Given instruction → Reproduce the data below, swapping every occurrence of "engraved plaque" for "bronze plaque" and leaving all other lines untouched.

-- Start of Record extracts --

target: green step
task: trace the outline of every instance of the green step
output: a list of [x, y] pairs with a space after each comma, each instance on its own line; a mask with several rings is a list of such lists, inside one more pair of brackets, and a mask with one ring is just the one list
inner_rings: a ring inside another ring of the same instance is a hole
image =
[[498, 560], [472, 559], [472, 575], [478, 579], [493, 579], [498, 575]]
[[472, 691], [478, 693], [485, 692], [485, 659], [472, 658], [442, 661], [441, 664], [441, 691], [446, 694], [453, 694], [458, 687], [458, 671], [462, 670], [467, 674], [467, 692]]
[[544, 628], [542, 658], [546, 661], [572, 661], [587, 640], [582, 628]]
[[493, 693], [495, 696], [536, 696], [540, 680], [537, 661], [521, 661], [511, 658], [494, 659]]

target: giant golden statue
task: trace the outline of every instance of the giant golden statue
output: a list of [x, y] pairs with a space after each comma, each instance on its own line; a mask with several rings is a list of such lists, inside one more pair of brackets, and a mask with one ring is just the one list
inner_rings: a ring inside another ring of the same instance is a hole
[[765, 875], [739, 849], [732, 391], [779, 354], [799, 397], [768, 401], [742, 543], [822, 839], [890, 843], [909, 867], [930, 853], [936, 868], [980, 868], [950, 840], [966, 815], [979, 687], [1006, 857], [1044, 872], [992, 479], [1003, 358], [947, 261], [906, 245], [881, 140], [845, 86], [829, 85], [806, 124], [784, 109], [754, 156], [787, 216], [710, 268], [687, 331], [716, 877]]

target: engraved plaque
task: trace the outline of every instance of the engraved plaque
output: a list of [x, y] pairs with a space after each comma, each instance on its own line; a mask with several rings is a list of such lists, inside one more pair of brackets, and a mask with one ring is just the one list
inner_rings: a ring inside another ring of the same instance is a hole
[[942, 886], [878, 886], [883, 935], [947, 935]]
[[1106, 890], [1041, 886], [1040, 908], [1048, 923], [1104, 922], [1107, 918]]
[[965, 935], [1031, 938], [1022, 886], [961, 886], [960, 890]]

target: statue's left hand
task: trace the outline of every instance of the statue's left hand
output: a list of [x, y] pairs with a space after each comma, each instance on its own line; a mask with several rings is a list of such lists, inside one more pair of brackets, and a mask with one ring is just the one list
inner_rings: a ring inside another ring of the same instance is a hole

-- End of Record extracts --

Solution to this task →
target: green step
task: trace the outline of every instance of the green step
output: a list of [x, y] pairs with a space after each comma, each instance on its own line; a mask with several rings is a list of such lists, inside one more pair of brackets, and a mask with one ring is just the one list
inner_rings: a ring inside another ring of the same instance is a hole
image =
[[498, 560], [472, 559], [472, 575], [478, 579], [493, 579], [498, 575]]
[[472, 691], [478, 693], [485, 692], [485, 659], [472, 658], [442, 661], [441, 664], [441, 691], [446, 694], [453, 694], [458, 687], [458, 671], [462, 670], [467, 674], [467, 692]]
[[544, 628], [542, 658], [546, 661], [572, 661], [587, 640], [582, 628]]
[[493, 693], [495, 696], [536, 696], [540, 680], [537, 661], [521, 661], [511, 658], [494, 659]]

target: giant golden statue
task: trace the outline of every instance of the giant golden statue
output: a list of [x, y] pairs with a space after each comma, each instance on its own line; a mask with several rings is a list of such lists, inside one more pair of brackets, and a mask with one ring is just the one list
inner_rings: a ring inside another ring of the same instance is a hole
[[765, 875], [739, 849], [732, 391], [779, 354], [799, 397], [768, 401], [742, 543], [822, 839], [890, 843], [909, 867], [930, 853], [936, 868], [980, 868], [950, 840], [966, 815], [979, 687], [1006, 857], [1044, 872], [992, 479], [1003, 358], [947, 261], [906, 245], [881, 140], [845, 86], [829, 85], [806, 124], [784, 109], [754, 156], [787, 216], [710, 268], [687, 331], [716, 877]]

target: bronze plaque
task: trace the outline of every instance of the bronze plaque
output: a list of [x, y] pairs with a space after each comma, each instance on its own line; a mask with several rings is a list of such lists, inside one more pair of brackets, and a mask with one ring is just the one list
inner_rings: a ring inside another ring of the same instance is a hole
[[942, 886], [878, 886], [883, 935], [947, 935]]
[[1106, 890], [1041, 886], [1040, 908], [1048, 923], [1104, 922], [1107, 918]]
[[965, 935], [1031, 938], [1022, 886], [961, 886], [960, 890]]

target: statue's left hand
task: trace the outline of every instance of the statue's left hand
output: a list of [x, y] pairs with a space after each comma, each instance on its own line; a mask with several rings is a list of such lists, inside one more pair of brackets, and a mask with one ring is just the one list
inner_rings: a ring inside another ring of the same instance is a hole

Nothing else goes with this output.